--- ÜBUNGSTEXT ---

>>>>

Als Raum 27 im letzten Jahr in der Jever Hafenbar auftraten, war diese total überfüllt und viele wollten noch hinein und versuchten die Umzäunung wegzureißen. Alle wollten die Lokalmatadore sehen, fast wie damals bei Alligatoah, der im viel zu kleinen Palastzelt spielen musste. Ins Palastzelt haben es die beiden Musiker mit Band immerhin dieses Jahr auch geschafft. Sänger Tristan Stadtler bedankte sich dafür. Erstaunlich, erst vor ein paar Jahren wurden sie auf dem Deichbrand Campingplatz musizierend „entdeckt“. Wann werden sie die großen Bühnen bespielen?
Ben Hartmann gründete 2013 gründete zusammen mit Johannes Aue das Rockgebilde Milliarden. Für die Live-Umsetzung ihrer Lieder und im Aufnahmestudio kommt ein fester Kreis an Musikern dazu. Milliarden sind mit ihrer Musik einzigartig: Texte die zum Nachdenken anregen wie über von den Grauzonen einer Gesellschaft die von Sex, Medizin und Drogen bestimmt ist und die raue, markante Stimme von Ben haben einen großen Wiedererkennungswert. Mit ihrem Song „Freiheit ist ne Hure“ gewinnen sie 2015 einen Bandcontest und wurde auch an diesem Tag gespielt.
„Rolex für Alle“ ist schon mal ein klares Statement. So heißt Disarstars neues, sechstes Album, mit dem der Rapper den Blick auf unsere politische Gegenwart richtet. Disarstars Stimme gehört den Unterdrückten, den Vergessenen, den Obdachlosen. Mit knackigen Punchlines, dunklen, aber tanzbaren Beats begeisterte er sein Publikum. FJØRT stehen seit ihrer Debüt-EP “Demontage” (2012) für einen düsteren, melancholischen, teils schwer verdaulichen Post-Hardcore Sound. “Valhalla” zählt zu den größten Hits der Band. Rapper $oho Bani (bürgerlich Felix von Heymann) aus Berlin bot einen abwechslungsreichen Sound, den man als New-Gen-Rap bezeichnen könnte. Mit dabei auch Party-Brecher wie „Inzidance“ oder „Olympia“
Auf der Electric Island waren u.a. griechische Produzent und DJ Argy, die rumänisch-kanadische DJ und Musikproduzentin Simina Grigoriu (mit Paul Kalkbrenner verheiratet) und die Berliner Techno- und Electro-DJ Ellen Alien vertreten.

<<<<

--- ARBEITSAUFTRAG ---
Beantworten Sie die folgenden Fragen zum Übungstext.
1. Wo wurden die Musiker von Raum 27 vor ein paar Jahren „entdeckt“?
2. Mit wem gründete Ben Hartmann 2013 die Band Milliarden?
3. Wie heißt Disarstars sechstes Album?

--- ARBEITSMATERIAL ---

>>>>

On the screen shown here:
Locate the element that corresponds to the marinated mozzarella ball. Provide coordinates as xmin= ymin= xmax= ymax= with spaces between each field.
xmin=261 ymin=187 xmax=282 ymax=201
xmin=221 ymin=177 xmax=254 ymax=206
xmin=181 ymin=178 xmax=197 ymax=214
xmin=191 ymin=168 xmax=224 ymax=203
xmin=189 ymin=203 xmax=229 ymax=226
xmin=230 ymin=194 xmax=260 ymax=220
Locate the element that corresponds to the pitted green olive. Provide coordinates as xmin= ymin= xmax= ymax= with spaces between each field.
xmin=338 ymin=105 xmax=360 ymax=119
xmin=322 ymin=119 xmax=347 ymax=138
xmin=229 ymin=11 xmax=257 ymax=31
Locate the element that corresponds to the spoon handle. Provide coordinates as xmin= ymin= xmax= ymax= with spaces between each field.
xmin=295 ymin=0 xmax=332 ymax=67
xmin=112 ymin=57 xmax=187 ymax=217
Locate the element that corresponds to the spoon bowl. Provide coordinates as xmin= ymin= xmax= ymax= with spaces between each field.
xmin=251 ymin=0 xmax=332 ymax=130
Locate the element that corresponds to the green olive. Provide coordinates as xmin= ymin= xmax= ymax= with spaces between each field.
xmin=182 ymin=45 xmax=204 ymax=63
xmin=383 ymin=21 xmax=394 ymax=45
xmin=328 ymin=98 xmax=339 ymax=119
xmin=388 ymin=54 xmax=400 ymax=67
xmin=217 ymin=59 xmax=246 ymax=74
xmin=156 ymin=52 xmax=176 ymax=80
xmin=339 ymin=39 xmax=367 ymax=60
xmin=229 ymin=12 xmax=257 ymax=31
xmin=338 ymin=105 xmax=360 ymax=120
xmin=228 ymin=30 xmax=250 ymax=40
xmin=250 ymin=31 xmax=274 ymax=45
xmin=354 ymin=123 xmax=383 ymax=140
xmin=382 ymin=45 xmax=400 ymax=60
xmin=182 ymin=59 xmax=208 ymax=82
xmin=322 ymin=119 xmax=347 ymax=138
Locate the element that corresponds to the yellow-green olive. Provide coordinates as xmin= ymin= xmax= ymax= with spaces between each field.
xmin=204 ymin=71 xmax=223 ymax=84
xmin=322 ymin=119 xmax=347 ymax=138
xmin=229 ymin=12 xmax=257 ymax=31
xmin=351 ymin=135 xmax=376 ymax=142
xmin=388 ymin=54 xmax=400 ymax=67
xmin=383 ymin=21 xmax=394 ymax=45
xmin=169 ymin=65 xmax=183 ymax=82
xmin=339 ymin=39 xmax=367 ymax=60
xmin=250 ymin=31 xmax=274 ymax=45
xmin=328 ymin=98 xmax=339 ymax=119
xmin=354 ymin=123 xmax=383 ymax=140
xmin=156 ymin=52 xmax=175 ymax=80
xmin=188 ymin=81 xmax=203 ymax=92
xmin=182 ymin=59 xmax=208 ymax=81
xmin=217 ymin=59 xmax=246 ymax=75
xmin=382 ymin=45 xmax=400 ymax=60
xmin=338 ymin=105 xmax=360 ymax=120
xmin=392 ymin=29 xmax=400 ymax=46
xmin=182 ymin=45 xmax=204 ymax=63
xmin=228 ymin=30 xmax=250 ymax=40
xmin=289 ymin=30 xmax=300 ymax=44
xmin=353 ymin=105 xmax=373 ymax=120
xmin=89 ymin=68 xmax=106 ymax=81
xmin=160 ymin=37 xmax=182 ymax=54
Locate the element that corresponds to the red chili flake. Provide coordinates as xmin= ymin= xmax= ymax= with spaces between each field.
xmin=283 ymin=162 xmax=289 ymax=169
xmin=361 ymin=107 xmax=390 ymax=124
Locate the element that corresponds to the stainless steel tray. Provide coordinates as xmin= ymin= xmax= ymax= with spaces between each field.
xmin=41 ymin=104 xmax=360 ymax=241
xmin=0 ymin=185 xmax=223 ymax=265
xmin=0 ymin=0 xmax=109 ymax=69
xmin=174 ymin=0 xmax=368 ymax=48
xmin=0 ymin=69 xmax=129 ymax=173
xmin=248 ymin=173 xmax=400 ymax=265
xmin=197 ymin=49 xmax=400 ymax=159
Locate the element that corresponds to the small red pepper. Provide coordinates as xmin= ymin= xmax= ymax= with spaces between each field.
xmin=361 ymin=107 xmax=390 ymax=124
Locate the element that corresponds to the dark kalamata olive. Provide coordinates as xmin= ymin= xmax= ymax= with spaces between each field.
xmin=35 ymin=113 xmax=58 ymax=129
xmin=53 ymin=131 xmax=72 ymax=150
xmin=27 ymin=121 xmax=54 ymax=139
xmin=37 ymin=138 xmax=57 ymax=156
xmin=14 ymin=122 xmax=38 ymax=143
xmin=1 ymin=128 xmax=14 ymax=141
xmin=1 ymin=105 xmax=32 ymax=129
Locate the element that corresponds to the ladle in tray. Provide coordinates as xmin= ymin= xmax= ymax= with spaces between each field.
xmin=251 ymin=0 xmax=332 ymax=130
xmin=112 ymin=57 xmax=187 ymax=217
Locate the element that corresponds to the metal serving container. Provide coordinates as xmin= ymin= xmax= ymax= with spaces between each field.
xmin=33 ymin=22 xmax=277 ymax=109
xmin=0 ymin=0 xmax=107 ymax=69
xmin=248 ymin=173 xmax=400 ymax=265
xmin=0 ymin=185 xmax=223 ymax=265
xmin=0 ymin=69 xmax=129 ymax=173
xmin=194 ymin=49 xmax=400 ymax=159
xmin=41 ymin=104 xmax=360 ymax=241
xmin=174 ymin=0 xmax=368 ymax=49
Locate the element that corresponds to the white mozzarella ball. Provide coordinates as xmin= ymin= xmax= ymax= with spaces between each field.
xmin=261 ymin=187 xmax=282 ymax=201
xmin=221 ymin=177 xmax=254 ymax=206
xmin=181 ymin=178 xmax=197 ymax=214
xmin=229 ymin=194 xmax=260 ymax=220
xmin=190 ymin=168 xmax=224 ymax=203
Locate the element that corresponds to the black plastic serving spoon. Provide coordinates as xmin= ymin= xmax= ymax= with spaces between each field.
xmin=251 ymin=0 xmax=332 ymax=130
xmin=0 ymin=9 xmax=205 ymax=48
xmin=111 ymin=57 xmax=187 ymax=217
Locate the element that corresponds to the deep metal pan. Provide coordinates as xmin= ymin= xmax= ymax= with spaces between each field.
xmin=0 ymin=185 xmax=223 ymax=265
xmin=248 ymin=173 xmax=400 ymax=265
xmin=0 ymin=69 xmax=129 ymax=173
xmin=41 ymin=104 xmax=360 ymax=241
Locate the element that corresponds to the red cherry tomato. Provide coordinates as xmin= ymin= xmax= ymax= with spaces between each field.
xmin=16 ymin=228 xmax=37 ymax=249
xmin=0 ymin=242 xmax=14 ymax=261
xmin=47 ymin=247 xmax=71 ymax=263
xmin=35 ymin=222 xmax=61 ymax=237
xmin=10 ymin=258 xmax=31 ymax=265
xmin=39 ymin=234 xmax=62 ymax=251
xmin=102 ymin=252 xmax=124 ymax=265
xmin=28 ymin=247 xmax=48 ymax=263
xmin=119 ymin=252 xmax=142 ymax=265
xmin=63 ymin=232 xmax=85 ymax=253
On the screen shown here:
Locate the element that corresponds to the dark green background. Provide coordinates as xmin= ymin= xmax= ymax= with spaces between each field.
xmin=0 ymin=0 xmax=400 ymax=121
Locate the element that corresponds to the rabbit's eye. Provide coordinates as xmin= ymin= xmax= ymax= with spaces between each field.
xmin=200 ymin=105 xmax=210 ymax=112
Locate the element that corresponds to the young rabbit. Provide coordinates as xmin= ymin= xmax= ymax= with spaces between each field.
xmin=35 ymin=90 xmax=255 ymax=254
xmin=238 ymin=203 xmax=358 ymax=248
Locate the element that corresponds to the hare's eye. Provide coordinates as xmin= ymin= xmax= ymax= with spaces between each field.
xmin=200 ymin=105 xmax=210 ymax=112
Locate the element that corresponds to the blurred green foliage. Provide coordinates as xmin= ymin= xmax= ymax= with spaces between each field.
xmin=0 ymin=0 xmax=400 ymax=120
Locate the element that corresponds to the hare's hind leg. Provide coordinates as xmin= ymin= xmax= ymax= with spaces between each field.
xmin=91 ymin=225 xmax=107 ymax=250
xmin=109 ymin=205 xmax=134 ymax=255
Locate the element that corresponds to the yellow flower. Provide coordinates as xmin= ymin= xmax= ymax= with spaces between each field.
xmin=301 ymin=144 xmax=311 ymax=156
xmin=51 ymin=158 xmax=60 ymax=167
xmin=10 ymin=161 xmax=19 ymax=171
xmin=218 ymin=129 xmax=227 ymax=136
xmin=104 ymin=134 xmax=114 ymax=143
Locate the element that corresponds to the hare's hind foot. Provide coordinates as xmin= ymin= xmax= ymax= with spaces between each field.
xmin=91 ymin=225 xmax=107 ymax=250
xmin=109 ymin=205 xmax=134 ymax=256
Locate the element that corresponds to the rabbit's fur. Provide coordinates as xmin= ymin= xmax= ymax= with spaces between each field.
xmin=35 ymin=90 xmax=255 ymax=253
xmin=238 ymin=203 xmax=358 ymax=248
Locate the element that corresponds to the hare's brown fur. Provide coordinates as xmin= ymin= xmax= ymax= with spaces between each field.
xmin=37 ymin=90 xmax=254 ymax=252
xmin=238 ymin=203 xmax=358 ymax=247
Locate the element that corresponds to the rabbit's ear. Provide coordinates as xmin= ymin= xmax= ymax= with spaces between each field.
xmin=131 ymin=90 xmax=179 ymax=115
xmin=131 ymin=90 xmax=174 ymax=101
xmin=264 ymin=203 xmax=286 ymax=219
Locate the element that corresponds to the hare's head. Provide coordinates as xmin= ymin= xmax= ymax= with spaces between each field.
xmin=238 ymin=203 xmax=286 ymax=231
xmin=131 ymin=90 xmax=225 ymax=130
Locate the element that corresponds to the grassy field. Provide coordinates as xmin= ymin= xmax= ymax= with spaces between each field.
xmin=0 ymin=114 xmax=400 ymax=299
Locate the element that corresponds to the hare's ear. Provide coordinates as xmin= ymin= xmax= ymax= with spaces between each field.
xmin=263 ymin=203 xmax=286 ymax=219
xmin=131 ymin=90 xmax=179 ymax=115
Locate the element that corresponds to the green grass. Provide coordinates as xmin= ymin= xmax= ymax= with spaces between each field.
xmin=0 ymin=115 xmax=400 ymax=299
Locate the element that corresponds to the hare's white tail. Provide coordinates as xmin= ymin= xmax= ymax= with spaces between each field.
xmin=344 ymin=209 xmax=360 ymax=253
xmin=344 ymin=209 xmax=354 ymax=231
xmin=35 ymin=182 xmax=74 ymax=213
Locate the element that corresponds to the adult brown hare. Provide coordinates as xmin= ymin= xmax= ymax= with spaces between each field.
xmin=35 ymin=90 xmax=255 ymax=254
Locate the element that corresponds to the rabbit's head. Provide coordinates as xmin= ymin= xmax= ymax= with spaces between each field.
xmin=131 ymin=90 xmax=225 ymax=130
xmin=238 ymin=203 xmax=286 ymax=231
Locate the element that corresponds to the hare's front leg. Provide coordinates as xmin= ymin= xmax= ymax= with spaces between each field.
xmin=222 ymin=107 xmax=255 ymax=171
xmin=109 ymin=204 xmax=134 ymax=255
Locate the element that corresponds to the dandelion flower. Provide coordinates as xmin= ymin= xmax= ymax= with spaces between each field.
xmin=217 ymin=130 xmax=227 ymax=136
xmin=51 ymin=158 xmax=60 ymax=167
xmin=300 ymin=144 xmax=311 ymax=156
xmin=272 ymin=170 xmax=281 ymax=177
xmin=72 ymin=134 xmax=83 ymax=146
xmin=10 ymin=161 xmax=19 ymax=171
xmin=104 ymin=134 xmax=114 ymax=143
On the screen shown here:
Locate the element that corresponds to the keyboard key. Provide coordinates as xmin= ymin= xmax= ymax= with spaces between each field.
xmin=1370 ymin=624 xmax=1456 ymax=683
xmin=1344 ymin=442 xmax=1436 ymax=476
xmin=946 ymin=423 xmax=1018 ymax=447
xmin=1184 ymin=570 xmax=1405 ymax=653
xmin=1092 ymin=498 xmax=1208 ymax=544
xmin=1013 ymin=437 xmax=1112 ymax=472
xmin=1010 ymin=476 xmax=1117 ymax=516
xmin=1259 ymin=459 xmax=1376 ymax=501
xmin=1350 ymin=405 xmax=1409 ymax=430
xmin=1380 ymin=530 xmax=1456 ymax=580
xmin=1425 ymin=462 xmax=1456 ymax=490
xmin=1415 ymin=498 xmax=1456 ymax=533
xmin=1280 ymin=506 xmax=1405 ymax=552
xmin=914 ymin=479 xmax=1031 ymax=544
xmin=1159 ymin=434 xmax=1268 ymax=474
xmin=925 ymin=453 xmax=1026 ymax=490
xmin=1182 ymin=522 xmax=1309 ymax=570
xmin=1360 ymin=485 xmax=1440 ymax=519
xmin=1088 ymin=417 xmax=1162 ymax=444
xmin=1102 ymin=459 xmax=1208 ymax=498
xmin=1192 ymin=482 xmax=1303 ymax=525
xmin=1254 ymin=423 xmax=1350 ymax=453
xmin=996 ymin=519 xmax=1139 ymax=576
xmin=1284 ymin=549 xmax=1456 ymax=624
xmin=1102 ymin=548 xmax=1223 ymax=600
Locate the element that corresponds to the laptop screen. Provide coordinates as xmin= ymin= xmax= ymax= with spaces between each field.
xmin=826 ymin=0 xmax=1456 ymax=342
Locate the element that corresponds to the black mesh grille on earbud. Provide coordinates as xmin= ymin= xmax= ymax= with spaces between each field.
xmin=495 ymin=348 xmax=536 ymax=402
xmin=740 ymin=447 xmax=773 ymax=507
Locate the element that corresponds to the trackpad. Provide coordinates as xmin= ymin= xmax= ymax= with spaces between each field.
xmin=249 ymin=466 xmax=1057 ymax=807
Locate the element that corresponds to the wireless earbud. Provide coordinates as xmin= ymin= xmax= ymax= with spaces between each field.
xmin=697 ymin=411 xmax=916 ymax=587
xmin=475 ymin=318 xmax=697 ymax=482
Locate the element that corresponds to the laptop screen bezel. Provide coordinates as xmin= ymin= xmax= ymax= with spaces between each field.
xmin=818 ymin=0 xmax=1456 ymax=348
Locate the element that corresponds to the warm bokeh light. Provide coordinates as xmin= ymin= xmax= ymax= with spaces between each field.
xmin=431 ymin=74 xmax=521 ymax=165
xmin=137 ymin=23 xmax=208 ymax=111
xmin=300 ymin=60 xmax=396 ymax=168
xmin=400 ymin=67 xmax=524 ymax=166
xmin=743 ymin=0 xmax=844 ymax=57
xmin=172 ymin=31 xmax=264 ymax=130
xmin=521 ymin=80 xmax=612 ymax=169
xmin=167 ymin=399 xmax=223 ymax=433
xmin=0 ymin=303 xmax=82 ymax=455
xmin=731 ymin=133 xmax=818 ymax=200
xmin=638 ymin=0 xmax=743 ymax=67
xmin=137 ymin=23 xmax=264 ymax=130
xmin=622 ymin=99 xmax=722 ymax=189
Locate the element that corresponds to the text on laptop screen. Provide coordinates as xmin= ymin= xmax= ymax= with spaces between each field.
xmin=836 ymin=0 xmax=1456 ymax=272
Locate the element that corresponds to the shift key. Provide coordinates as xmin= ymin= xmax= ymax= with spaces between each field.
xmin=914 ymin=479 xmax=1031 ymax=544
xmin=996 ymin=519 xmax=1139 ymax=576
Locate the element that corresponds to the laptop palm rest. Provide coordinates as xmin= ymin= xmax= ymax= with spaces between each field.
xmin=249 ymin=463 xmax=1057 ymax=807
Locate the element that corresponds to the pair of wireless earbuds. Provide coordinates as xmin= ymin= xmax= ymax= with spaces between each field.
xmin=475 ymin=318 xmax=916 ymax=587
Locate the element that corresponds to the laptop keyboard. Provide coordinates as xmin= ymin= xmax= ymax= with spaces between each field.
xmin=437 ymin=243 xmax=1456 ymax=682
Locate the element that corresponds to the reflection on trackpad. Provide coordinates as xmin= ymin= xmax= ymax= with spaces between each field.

<<<<

--- LÖSUNG ---
1. Auf dem Deichbrand Campingplatz.
2. Mit Johannes Aue.
3. „Rolex für Alle“.